Your task
Write out, without any change, the part of the lines that opens with the line containing "Can you find the shadow" and closes with the line containing "<point>372,217</point>", both of those included.

§

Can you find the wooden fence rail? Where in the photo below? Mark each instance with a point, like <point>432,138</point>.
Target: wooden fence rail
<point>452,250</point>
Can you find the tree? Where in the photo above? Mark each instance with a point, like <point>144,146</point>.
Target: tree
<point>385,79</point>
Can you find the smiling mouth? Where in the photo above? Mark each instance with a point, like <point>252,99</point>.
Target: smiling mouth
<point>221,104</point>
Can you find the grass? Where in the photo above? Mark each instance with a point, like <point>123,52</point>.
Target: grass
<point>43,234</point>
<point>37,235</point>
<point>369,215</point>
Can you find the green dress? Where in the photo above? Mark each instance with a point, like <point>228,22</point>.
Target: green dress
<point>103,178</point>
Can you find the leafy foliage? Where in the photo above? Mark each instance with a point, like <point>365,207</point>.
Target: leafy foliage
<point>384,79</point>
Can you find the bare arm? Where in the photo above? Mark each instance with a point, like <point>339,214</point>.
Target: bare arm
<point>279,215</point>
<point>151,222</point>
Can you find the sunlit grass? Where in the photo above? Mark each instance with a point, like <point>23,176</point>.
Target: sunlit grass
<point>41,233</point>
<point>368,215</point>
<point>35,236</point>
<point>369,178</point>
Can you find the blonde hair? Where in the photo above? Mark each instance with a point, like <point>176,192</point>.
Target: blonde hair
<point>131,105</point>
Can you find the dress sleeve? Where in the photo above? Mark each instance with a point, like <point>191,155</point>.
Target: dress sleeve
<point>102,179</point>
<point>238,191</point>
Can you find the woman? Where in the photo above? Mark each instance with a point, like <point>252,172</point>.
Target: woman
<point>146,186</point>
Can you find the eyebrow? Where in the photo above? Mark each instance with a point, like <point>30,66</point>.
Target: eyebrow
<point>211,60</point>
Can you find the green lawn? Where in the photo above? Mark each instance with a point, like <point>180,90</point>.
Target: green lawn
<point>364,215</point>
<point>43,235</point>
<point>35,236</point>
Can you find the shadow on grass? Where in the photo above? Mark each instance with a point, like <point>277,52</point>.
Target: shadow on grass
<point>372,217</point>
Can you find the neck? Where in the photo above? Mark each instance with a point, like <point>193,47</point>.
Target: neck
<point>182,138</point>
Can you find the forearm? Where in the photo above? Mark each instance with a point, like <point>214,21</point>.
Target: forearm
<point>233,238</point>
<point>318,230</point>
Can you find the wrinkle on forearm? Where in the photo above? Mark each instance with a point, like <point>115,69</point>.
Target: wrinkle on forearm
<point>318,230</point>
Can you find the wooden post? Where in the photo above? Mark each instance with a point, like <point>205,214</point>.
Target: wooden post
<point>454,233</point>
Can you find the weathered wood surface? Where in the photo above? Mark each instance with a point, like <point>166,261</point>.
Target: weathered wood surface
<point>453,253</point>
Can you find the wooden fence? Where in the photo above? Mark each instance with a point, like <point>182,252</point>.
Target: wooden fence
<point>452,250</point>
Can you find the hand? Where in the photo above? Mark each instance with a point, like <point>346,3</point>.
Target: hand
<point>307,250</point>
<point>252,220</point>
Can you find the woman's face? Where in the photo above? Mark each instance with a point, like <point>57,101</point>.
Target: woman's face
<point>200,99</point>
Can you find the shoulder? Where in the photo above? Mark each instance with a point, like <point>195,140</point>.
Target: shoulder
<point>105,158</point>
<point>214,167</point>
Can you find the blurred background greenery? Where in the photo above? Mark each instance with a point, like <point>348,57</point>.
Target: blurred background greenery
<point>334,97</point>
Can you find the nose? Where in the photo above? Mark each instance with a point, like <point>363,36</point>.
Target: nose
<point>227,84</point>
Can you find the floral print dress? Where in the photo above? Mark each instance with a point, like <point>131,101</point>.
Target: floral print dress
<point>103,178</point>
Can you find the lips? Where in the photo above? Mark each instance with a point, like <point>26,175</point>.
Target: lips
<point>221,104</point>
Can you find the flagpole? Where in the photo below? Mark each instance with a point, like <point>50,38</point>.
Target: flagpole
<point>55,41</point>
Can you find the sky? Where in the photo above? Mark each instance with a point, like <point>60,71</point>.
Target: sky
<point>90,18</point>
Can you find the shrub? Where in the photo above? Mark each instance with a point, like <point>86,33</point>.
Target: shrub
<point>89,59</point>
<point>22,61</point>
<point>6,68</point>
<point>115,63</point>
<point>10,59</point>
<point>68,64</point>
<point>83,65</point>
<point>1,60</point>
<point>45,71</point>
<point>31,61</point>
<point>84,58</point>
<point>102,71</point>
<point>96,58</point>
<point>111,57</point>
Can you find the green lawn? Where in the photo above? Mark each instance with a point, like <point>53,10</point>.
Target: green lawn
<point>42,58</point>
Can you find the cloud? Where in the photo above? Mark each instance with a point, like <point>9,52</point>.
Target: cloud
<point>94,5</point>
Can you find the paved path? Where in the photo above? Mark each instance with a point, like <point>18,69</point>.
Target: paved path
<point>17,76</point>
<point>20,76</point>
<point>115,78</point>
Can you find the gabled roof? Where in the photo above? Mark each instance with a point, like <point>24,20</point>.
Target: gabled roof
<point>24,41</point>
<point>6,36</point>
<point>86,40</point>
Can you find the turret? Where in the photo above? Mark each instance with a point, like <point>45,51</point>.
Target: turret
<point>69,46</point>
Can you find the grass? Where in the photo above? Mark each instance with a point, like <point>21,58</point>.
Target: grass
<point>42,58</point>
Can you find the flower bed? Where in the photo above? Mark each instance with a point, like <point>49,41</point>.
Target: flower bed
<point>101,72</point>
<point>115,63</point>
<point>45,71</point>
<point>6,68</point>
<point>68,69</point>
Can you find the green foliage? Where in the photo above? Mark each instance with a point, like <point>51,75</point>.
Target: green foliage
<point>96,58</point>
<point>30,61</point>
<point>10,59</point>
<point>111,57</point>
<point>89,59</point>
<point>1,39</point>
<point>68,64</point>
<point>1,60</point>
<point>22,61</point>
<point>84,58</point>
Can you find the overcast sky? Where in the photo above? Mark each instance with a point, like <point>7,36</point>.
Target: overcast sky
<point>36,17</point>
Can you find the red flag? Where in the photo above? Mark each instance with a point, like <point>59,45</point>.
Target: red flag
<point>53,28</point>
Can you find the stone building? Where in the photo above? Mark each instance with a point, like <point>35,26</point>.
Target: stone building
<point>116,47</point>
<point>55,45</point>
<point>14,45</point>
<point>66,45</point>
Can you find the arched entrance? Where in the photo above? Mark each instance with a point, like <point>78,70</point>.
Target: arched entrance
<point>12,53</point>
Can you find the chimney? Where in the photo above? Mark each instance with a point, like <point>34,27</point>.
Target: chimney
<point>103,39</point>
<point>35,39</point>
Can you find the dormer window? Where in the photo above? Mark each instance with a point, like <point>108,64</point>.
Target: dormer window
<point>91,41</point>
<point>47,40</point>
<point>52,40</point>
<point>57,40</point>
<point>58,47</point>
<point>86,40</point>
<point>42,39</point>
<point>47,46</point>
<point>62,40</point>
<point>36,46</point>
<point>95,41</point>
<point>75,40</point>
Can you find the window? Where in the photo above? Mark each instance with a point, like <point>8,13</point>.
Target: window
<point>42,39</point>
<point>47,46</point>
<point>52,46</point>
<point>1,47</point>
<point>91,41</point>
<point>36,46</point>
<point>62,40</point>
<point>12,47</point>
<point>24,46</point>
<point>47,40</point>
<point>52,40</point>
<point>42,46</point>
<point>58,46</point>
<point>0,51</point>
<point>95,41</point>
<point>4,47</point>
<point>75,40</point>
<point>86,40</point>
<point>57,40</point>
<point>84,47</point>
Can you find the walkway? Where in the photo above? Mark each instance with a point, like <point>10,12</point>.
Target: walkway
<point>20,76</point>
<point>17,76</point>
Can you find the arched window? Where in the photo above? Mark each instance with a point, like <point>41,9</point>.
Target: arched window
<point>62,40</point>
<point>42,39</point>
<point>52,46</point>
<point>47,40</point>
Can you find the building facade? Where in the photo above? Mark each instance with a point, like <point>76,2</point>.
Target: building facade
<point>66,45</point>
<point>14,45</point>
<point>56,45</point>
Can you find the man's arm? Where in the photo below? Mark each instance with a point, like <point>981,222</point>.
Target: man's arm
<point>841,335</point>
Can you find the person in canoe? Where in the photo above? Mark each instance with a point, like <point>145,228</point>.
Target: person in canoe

§

Answer to this task
Can you find the shadow on grass? Where in the photo above? Mark each instance with a point, like <point>277,52</point>.
Target: shadow on grass
<point>372,217</point>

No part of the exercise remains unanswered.